» **Exercise aim**: Reproduce word for word the part of the lines below that opens with the line containing "written like [18,16]." and closes with the very last line.

» **Records to process**:

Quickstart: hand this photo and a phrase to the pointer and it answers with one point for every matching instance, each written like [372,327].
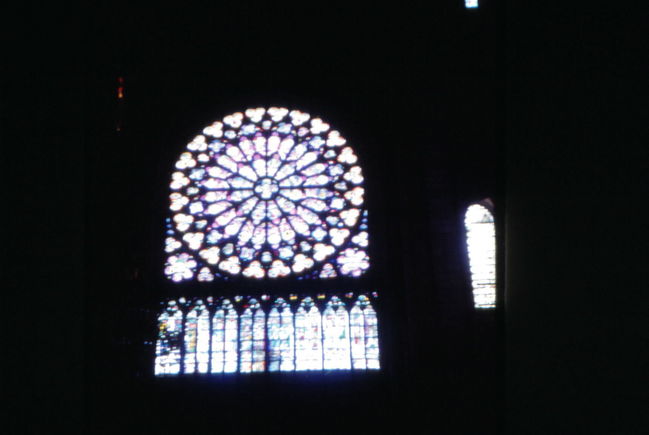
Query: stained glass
[335,326]
[281,337]
[253,190]
[170,321]
[308,336]
[224,339]
[307,339]
[481,244]
[252,338]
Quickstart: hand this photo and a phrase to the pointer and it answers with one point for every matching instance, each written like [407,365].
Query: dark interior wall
[575,297]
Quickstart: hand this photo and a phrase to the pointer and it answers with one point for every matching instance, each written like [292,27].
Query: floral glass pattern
[481,247]
[267,193]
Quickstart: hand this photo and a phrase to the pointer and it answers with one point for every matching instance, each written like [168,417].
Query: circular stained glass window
[267,193]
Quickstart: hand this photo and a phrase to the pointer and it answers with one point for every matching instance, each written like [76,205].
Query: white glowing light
[481,246]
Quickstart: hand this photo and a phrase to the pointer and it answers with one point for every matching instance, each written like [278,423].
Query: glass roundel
[267,193]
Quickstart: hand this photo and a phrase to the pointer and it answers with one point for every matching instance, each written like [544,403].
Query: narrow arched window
[224,339]
[364,335]
[335,329]
[281,346]
[308,336]
[252,338]
[170,321]
[481,248]
[197,339]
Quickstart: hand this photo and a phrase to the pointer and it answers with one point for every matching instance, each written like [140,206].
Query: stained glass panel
[481,247]
[335,326]
[308,336]
[168,354]
[267,193]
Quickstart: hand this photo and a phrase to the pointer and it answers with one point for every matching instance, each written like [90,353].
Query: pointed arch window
[225,339]
[281,337]
[308,335]
[481,248]
[335,326]
[197,339]
[364,335]
[170,321]
[267,194]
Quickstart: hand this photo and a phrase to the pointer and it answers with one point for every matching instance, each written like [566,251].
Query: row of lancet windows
[221,338]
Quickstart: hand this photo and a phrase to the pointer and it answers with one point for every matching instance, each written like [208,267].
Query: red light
[120,88]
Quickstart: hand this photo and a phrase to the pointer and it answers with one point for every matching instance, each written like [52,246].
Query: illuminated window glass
[335,328]
[252,338]
[281,338]
[197,339]
[267,193]
[481,244]
[364,335]
[191,333]
[224,339]
[170,321]
[308,336]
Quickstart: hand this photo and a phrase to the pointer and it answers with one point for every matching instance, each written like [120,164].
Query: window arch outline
[481,253]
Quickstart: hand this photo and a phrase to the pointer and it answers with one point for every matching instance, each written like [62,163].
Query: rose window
[267,193]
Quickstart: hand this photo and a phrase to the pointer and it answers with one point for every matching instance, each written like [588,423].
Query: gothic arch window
[269,193]
[481,249]
[167,361]
[259,196]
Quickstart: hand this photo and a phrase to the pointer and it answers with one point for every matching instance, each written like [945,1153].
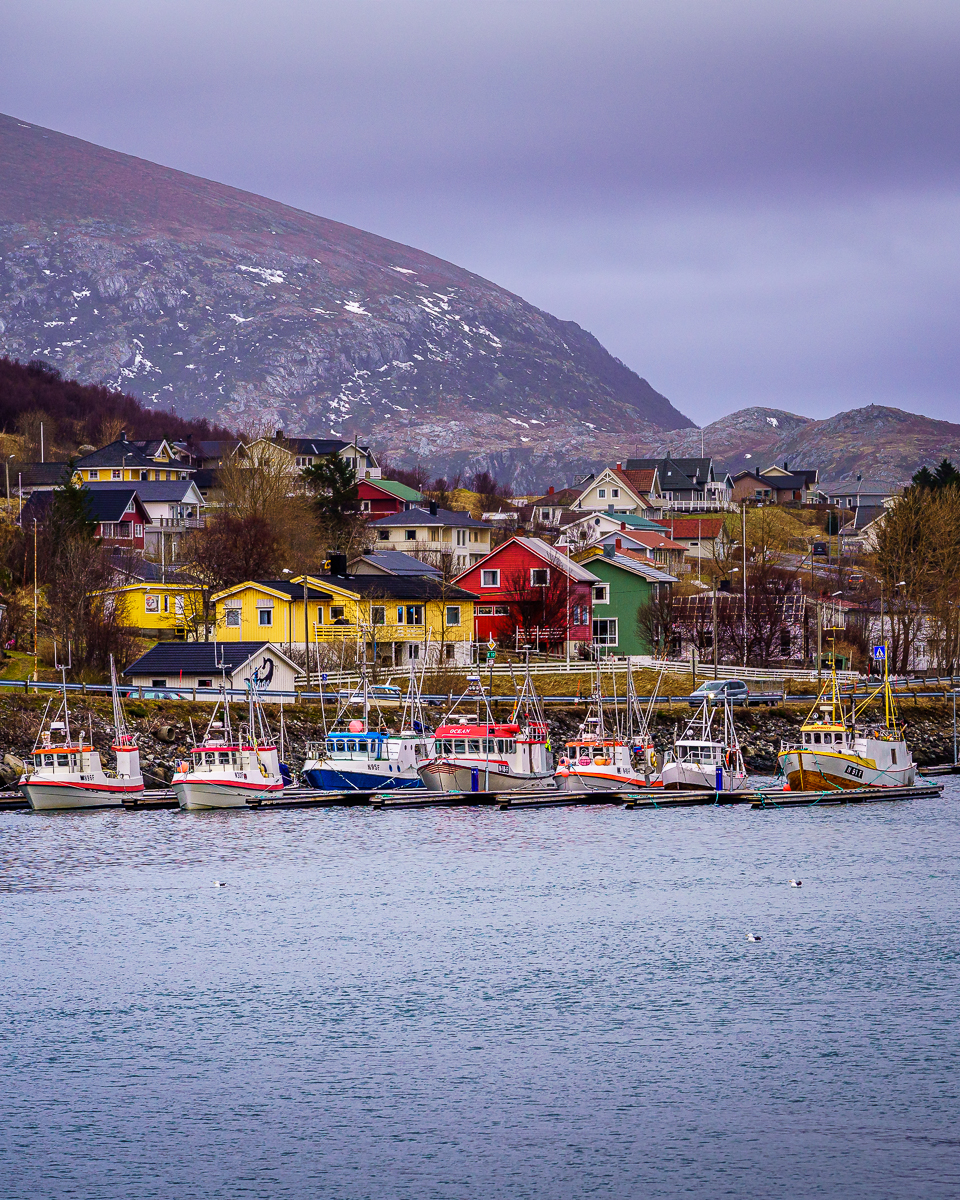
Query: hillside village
[160,550]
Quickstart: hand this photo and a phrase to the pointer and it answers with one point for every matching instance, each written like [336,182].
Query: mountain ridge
[255,315]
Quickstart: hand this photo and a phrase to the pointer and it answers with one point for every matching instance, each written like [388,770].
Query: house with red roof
[531,592]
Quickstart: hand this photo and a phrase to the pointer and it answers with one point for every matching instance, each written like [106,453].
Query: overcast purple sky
[749,203]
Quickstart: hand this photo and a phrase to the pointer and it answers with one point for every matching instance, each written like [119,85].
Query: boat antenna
[63,667]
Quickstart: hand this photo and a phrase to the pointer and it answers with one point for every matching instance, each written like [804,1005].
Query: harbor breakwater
[165,735]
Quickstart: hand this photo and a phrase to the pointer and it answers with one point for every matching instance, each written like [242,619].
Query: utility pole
[743,540]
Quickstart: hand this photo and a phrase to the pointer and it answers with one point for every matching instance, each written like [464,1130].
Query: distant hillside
[77,413]
[880,443]
[237,309]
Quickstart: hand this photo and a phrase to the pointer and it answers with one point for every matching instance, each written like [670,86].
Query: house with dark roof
[187,665]
[124,461]
[391,562]
[688,484]
[119,515]
[395,618]
[299,453]
[445,539]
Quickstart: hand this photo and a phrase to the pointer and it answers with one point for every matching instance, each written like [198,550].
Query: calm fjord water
[466,1003]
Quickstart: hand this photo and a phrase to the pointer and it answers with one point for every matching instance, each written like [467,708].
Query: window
[605,630]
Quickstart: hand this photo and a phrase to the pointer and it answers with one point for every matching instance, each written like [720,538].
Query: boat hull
[336,779]
[47,797]
[691,777]
[195,795]
[813,771]
[453,775]
[582,781]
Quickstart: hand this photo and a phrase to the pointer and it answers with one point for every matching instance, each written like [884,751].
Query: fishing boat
[487,756]
[66,772]
[839,749]
[705,757]
[601,760]
[361,759]
[227,769]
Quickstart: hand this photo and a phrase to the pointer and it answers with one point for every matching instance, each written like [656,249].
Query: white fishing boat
[227,769]
[489,756]
[839,749]
[65,772]
[705,757]
[601,760]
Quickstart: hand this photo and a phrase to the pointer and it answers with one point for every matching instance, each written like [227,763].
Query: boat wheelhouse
[67,773]
[703,757]
[834,754]
[227,769]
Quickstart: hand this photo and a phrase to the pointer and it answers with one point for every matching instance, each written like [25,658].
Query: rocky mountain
[220,304]
[880,443]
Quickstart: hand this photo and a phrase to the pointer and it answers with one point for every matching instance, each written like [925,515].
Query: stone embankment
[165,735]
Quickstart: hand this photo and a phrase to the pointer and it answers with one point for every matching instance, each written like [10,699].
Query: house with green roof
[379,497]
[624,585]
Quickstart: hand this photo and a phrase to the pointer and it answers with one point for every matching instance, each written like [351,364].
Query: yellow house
[163,611]
[399,618]
[132,462]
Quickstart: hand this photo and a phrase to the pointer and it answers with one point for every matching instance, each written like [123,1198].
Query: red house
[527,585]
[379,497]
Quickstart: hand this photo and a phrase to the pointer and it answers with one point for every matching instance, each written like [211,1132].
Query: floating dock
[646,798]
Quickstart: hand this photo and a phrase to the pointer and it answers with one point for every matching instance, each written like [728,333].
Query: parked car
[720,689]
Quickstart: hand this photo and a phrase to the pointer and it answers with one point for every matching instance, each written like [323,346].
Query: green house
[625,585]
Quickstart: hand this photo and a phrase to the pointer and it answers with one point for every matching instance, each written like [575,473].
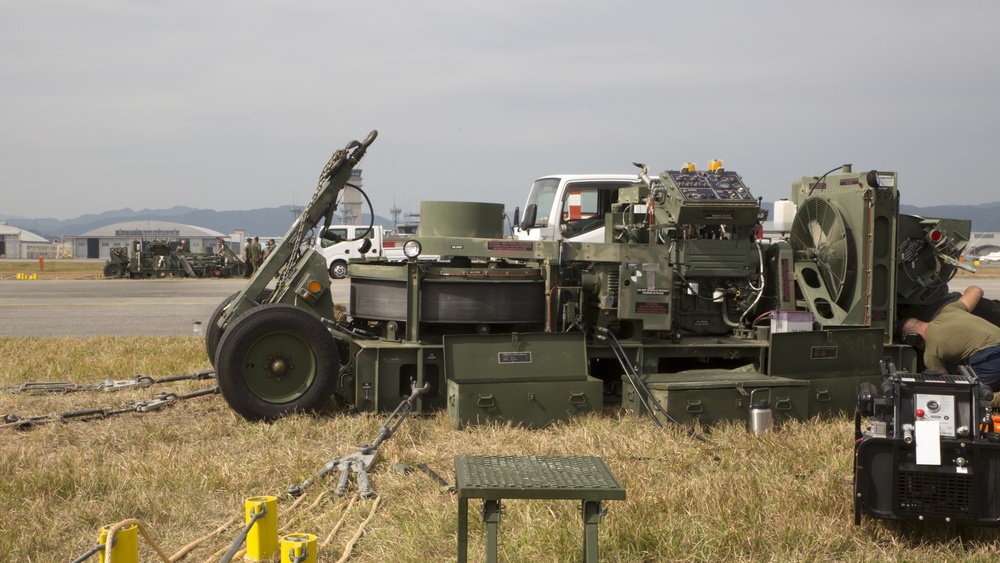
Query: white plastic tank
[784,214]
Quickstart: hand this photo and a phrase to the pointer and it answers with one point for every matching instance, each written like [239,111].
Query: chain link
[162,400]
[107,385]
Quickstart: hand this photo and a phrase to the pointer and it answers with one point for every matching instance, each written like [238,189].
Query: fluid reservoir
[784,214]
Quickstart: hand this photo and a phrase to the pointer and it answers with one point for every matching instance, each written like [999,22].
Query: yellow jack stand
[298,548]
[125,548]
[262,539]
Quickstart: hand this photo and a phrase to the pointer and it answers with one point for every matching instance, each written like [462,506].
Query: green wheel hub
[279,367]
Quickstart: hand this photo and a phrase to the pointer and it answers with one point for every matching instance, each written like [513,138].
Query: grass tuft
[186,470]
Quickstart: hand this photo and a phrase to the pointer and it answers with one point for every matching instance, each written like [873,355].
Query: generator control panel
[717,197]
[705,186]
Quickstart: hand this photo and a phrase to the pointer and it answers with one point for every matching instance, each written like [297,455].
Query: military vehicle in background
[680,311]
[158,259]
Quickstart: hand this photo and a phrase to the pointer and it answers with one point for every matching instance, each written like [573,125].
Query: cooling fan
[820,234]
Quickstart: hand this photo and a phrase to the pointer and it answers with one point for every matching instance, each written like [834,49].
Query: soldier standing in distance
[246,257]
[256,253]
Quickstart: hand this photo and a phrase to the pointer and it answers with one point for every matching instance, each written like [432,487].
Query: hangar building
[98,242]
[18,243]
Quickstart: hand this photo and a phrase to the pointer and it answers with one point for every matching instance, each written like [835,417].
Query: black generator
[928,451]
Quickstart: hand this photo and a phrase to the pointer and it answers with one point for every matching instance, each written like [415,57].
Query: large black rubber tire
[276,359]
[213,334]
[338,269]
[113,270]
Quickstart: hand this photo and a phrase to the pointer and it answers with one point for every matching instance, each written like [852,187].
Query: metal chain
[161,400]
[107,385]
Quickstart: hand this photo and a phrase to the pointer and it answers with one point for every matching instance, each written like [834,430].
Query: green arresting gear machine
[157,259]
[682,311]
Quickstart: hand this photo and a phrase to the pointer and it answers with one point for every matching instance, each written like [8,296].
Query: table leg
[491,517]
[463,530]
[591,512]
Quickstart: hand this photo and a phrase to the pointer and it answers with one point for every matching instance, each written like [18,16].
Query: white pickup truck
[570,206]
[339,246]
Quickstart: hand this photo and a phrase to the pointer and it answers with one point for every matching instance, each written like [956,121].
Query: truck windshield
[543,191]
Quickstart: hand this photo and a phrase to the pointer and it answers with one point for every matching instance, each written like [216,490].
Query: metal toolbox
[707,397]
[532,404]
[493,358]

» **Solution for this exercise**:
Quickstart: hand this photo and a phrase to the pointer and it answers with one point for every matching instance, each written like [18,16].
Query: white pickup truck
[570,206]
[339,246]
Quickstart: hand this photo and a phrase to the pointer and it answers with one point for every matching instance, each written like [956,121].
Query: truck windshield
[543,191]
Quickstart: hand this photo and a phrase to the pointer and it answers with one point for every matching instance, each written like [216,490].
Query: metal toolbox
[707,397]
[532,404]
[493,358]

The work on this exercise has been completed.